__Activity 1__
In the review of Cease Fire!, who is named as the film's producer?
__Activity 2__
In the Cease Fire! review, revise the passage starting at "Brought forth with" and ending at "aesthetics and techniques.", replacing "sawmills" with "lumberyards".
__Activity 3__
Write what comes next in the review of the 1953 film Cease Fire!, picking up after its last sentence.

__Text shown__
/---

3-D war in 1953, “With all the Explosive Impact of Real-Life!”



Brought forth with the best of intentions and wooden sensibilities that would give challenge to even the mightiest of sawmills, 1953’s Cease Fire! is a cinema-defying hodgepodge of oil-and-water aesthetics and techniques.

Cease Fire! is considered noteworthy for several reasons, not the least of which being that it’s a Korean War combat film shot in the combat fields of Korea during the war, utilizing actual American soldiers for onscreen talent.  The aim of producer Hal B. Wallis and company, of course, is to deliver an authentic work of then-contemporary historic fiction.  Our (actual) boys navigating “the strangest war of all!”  It must be said, then, that so much of the overall effort is in vain.  The blah visual nature of the Panmunjom terrain gives the overshot Hollywood hills a run for their money.  And these honorable U.S. soldiers may be many things, but “actors” is not one of them.

The sheer Eisenhower-ness of it is all but insurmountable.

\---

__Data block__

/---

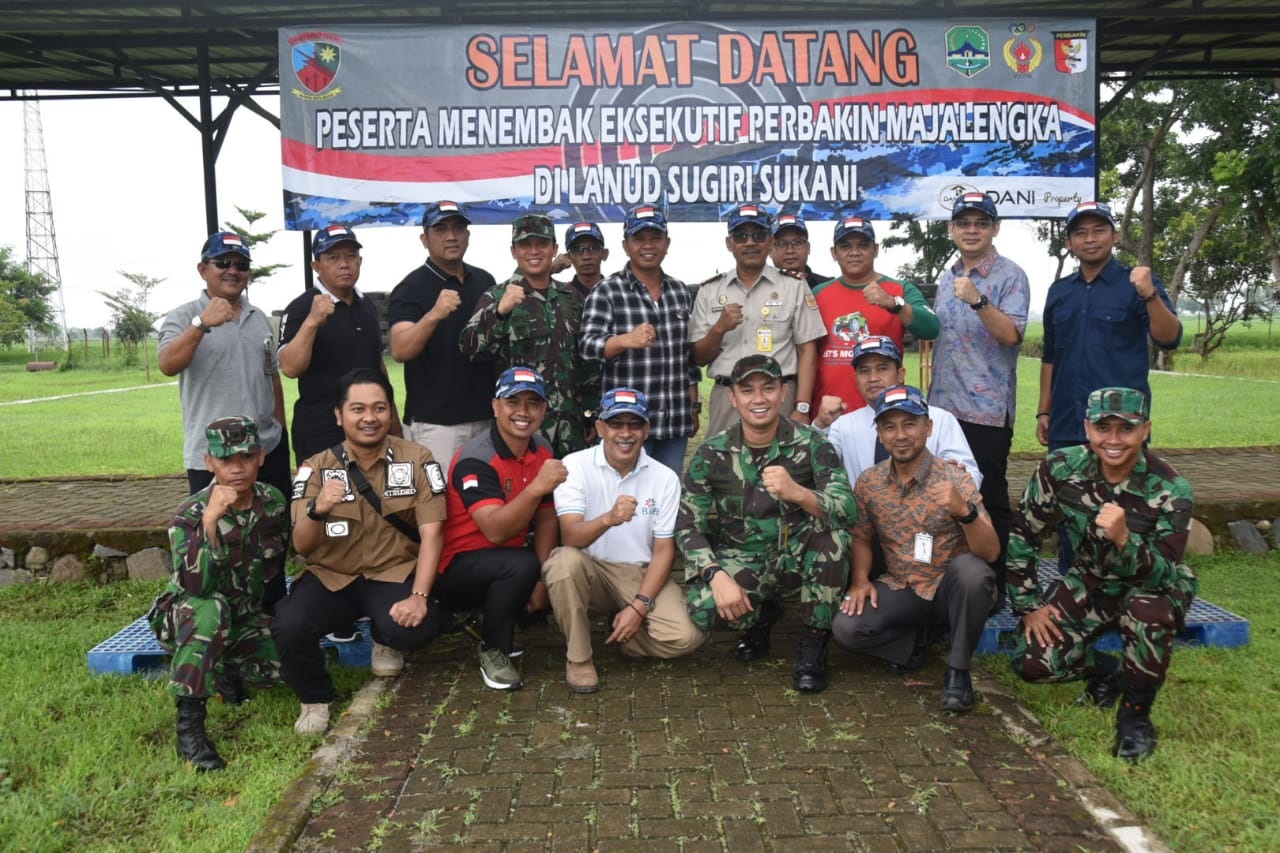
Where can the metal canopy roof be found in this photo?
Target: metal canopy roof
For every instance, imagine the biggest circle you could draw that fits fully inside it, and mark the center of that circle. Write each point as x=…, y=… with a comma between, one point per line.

\---

__Expected answer 1__
Hal B. Wallis

__Expected answer 2__
Brought forth with the best of intentions and wooden sensibilities that would give challenge to even the mightiest of lumberyards, 1953’s Cease Fire! is a cinema-defying hodgepodge of oil-and-water aesthetics and techniques.

__Expected answer 3__
The film is locked into the premise that, as peace talks drag on, word is spreading that the war itself is either over or on the brink of being over.  Such a supposed inevitability, then, only underlines the subsequently heightened pointlessness of any loss of life in such a phase.  While a boldly honest inclusion, it’s nevertheless weird, as Cease Fire! was conceived and created entirely as a propaganda tool to help disenfranchised Americans at home understand what this war was like for their fighting troops.  Enacting scenarios of them facing, enduring, and succumbing to battle in such times can only further frustrate most anyone.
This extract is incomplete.